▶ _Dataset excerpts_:

================

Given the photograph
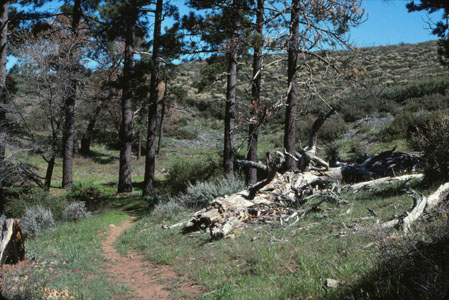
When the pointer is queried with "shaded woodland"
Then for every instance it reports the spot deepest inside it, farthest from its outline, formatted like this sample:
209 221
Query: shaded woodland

================

▶ _To do_: How many lines of the data include the word "woodland"? Reply with the number and nothing else.

▶ _Answer to this task_: 2